TEXT SEGMENT:

+===+

Light load shall be construed to mean approximately five percent (5%) to ten percent (10%) of the nameplate rated test capacity of the meter. Heavy load shall be construed to mean not less than sixty percent (60%) nor more than one hundred percent (100%) of the nameplate rated test capacity of the meter.
All new meters shall be tested and certified by the manufacturer to register accurately to within the above limits.
Upon request of a Customer the Cooperative shall make without charge a test of the accuracy of Customer’s meter in the customer’s presence. The test shall be made during the Cooperative’s normal working hours at a time convenient to the Customer. The test will be conducted at the Cooperative’s office or at an independent test laboratory as determined by the Customer and the Cooperative. Following completion of testing, the Cooperative shall promptly advise the Customer of the result of the test.
If the meter has been tested at the customer’s request and within a period of twenty- four (24) months the Customer requests a new test, and if the meter is found to be within the accuracy standards established by the Cooperative, the Cooperative may charge a fee as established in Tariff 204.06, Meter Test Fee. Also the Customer shall be responsible for the test cost incurred to have an independent test facility perform the meter testing.
If a test of any service watt-hour meter made upon the request of the Customer is found to be more than two percent (2%) fast at any load, additional test shall be made to determine the average error of the meter. The average error of the meter in tests made at the request of the Customer shall be defined as the arithmetic average of the percent registration at light load and at heavy load, giving the heavy load registration a weight of four and the light load registration a weight of one.

+===+

INFORMATION SUPPLIED:

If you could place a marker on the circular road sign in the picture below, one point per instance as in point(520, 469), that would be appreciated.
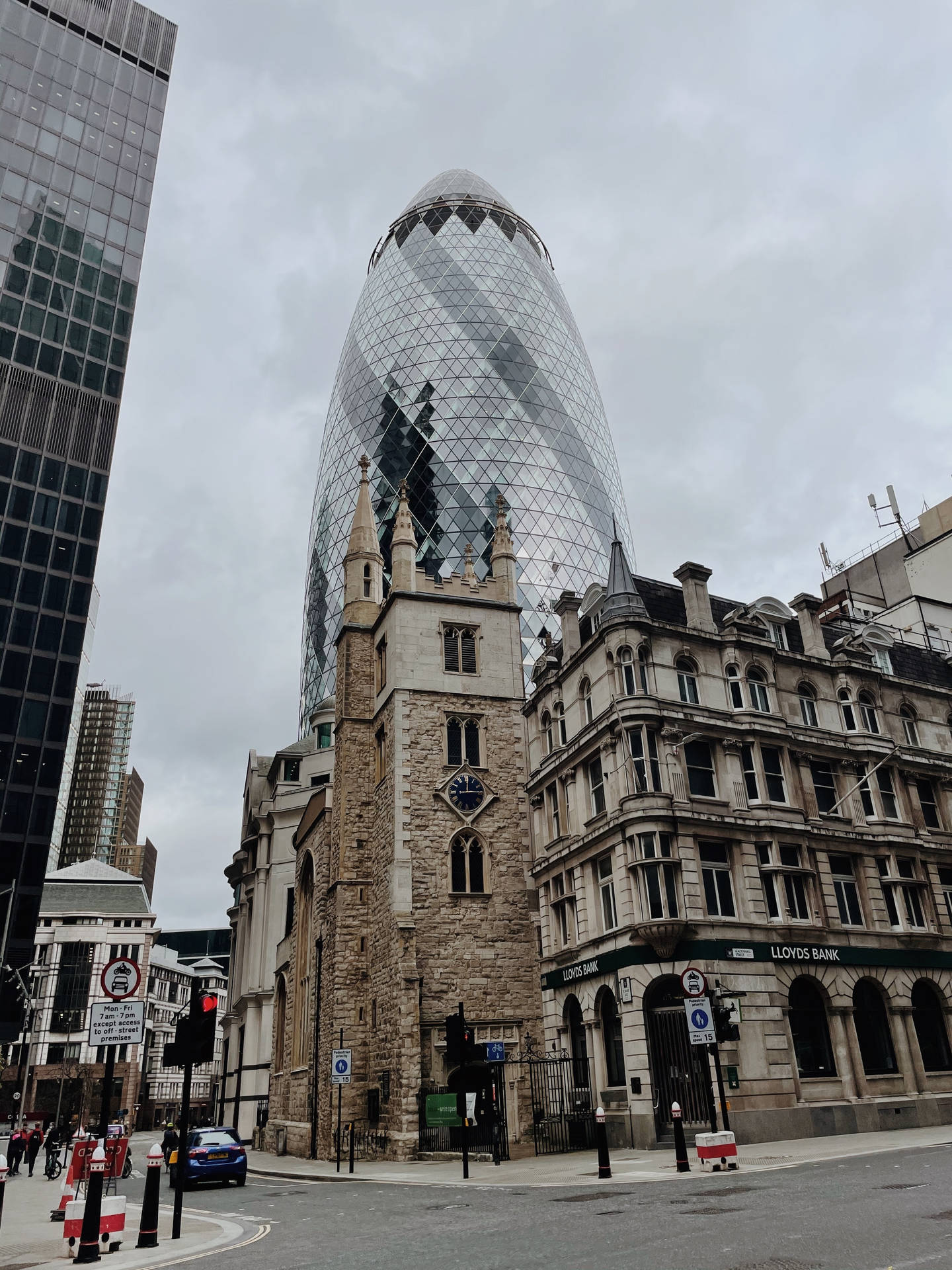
point(121, 978)
point(694, 982)
point(699, 1019)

+===+

REQUIRED TASK A:
List every percentage figure that the meter-testing text states.
REQUIRED TASK B:
Answer these from the meter-testing text:
(i) What share of the meter's nameplate rated test capacity counts as light load?
(ii) Where is a test requested by a Customer carried out?
(iii) What weight does the heavy load registration get when the average error is calculated?
REQUIRED TASK C:
Carry on the meter-testing text from the point where it stops.

OUTPUT A:
- five percent (5%)
- ten percent (10%)
- sixty percent (60%)
- one hundred percent (100%)
- two percent (2%)

OUTPUT B:
(i) Approximately five percent (5%) to ten percent (10%).
(ii) At the Cooperative's office or at an independent test laboratory, as determined by the Customer and the Cooperative.
(iii) A weight of four.

OUTPUT C:
When a meter is found to have a positive average error in excess of two percent (2%) in tests made at the request of the Customer, the Cooperative shall refund to the Customer an amount equal to the excess charged for the kilowatt-hours incorrectly metered for a period equal to one-half of the time elapsed since the last previous test, but not to exceed six (6) months.
When a meter is found to have a negative average error in excess of two percent (2%) in tests made at the request of the Customer, the Cooperative shall make a charge to the Customer for the kilowatt-hours incorrectly metered for a period equal to one-half of the time elapsed since the last previous test, but not to exceed six (6) months.
If a meter is found to have an incorrect register ratio or multiplier, the error shall be corrected. Where the error is adverse to the customer, the Cooperative shall refund to the customer an amount equal to the excess charged for the kilowatt-hours incorrectly metered for the period of time the meter was used in billing the customer. Where the error is adverse to the Cooperative, the Cooperative may make a charge to the customer for the kilowatt-hours incorrectly metered for the period of time the meter was used in billing the customer.
If a meter is found not to register, to register intermittently, or to partially register for any period, the Cooperative shall estimate a charge for the kilowatt-hours used by averaging the amounts registered over similar periods, or over corresponding periods in previous years.
The basic periodic testing of meter shall not be longer than provided as follows:
Meter Test Schedule |
|
Alternating current watt-hour meter: |
|
Meters used with instrument transformers: |
|
Poly-phase meters |
4 years |
Single phase meters |
8 years |
Self-contained poly-phase meters |
6 years |
Self-contained single phase meters and three wire network meters |
|
Demand meters: |
|
Integrated (block interval) demand meters including demand registers and associated control devices |
Same as the schedule for associated watt-hour meter, but not to exceed 6 years. |
Refer to Section 203.
The Cooperative will install, own, and maintain suitable metering and other equipment necessary for the measurement of the electric demand supplied (the rate at which electric energy is used).
Member shall maintain unity power factor as nearly as practicable. Demand charges may be adjusted to correct for average power factors lower than ninety percent (90%). Measured demand may be adjusted by multiplying the maximum demand by ninety percent (90%) and dividing by the lagging power factor at the time of such maximum demand.
The customer will pay a minimum charge as per the applicable rate schedule or agreement for electric service, whichever is greater, irrespective of the amount of electricity consumed, even if none is consumed.
A full month’s minimum charge will be made when a new meter is connected and then disconnected within any one billing period.
Refer to 204.4.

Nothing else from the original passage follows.